» WHAT YOU ARE ASKED TO DO
Please recast the lines below as a two-column CSV headed line and answer, one row per line, with the line's text in the first column and its answer in the second. Put each field in double quotes and turn any line breaks inside a field into spaces.

» PROVIDED DATA

━━━━

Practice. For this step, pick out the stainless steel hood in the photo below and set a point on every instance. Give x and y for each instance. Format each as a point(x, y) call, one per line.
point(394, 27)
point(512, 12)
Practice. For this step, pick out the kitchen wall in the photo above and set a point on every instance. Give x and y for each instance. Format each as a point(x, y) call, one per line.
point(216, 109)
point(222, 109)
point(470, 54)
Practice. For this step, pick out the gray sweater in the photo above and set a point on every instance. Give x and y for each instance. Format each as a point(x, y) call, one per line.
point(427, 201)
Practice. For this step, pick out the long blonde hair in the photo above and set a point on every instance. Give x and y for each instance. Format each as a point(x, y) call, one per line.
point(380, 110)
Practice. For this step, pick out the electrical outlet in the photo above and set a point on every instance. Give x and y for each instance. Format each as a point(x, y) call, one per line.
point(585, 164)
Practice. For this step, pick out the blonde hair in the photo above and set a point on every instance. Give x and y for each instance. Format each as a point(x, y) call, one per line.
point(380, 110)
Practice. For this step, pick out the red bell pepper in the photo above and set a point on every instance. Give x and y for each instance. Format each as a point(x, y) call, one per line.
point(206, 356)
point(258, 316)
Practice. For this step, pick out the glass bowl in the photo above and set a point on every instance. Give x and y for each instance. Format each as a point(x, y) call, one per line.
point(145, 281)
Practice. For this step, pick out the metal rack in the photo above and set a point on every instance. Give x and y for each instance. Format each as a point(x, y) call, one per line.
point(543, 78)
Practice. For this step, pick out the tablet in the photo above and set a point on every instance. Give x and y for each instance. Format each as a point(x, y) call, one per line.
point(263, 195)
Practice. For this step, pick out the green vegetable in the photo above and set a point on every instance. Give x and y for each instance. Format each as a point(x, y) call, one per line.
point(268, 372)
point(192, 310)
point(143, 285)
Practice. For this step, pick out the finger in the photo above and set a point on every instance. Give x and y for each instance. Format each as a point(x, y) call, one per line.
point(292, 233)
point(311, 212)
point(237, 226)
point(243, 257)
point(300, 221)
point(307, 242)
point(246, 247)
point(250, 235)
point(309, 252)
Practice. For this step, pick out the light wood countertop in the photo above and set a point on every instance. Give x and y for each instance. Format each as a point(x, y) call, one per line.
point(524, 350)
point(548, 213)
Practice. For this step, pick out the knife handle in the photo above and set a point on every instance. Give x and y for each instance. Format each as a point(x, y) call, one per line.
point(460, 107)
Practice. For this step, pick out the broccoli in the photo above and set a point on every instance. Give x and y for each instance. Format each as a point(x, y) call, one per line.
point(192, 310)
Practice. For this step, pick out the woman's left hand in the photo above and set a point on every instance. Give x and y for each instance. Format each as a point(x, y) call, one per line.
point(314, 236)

━━━━

» THE SOLUTION
line,answer
"Practice. For this step, pick out the stainless steel hood in the photo below and set a point on every instance. Give x and y for each instance. Format each as a point(x, y) call, one per line.","point(394, 27) point(512, 12)"
"Practice. For this step, pick out the kitchen wall in the photo above and set a point on every instance. Give x and y for each instance. Format each as a point(x, y) call, one per line.","point(216, 109) point(222, 109) point(470, 54)"
"Practice. For this step, pick out the gray sweater in the photo above and set a point on every instance. Give x and y for each instance. Format each as a point(x, y) call, one per line.","point(427, 201)"
"Practice. For this step, pick out the long blonde hair in the photo above and set a point on every instance. Give x and y for each instance. Format each as a point(x, y) call, one per line.","point(380, 110)"
"Practice. For this step, pick out the electrical outlet in the photo above and set a point on every instance. Give x and y for each instance. Format each as a point(x, y) call, one per line.","point(585, 164)"
"Practice. For this step, pick out the blonde hair in the photo above and set a point on every instance. Give x and y for each instance. Format each as a point(x, y) call, one per line.","point(380, 110)"
"Practice. For this step, pick out the red bell pepper in the photo above and set a point on every instance. Give x and y for each instance. Format each as a point(x, y) call, one per line.","point(206, 356) point(258, 316)"
"Practice. For this step, pick out the glass bowl in the photo above and set a point on every instance. Give x and y for each instance. Format each as a point(x, y) call, one per line.","point(145, 281)"
"Practice. For this step, pick out the metal rack in the photo above and set a point on every instance. Give x and y for each instance. Format each as a point(x, y) call, one per line.","point(543, 78)"
"Practice. For this step, pick out the tablet in the photo above and set a point on every instance. Give x and y for each instance. Format each as a point(x, y) call, one per line.","point(263, 195)"
"Practice. For this step, pick out the green vegetable in the photo above and set a point on every instance. Give x and y for each instance. Format each as a point(x, y) call, one per line.","point(268, 372) point(192, 310) point(143, 285)"
"Practice. For this step, pick out the finger in the photo above and set a point on every instance. Give x and y for each instance. Format each as a point(x, y) call, one per line.","point(292, 233) point(311, 212) point(237, 226) point(243, 257) point(300, 221) point(307, 242) point(246, 247) point(250, 235) point(309, 252)"
"Practice. For this step, pick out the light wood countertop in the photo above and set a point on every instance. Give x and y for each instance. Format each as a point(x, y) call, one per line.","point(524, 350) point(548, 213)"
"Practice. For this step, pick out the knife handle in the photo above and set a point on every instance. Give x and y for each instance. Format each as a point(x, y) call, one per line.","point(460, 107)"
"Practice. For this step, pick out the broccoli in the photo above and set a point on every instance. Give x and y for each instance. Format each as a point(x, y) call, one per line.","point(192, 310)"
"Practice. For this step, pick out the woman's left hand in the photo above and set a point on every instance. Give x and y for each instance. Format each as a point(x, y) call, one per line.","point(314, 236)"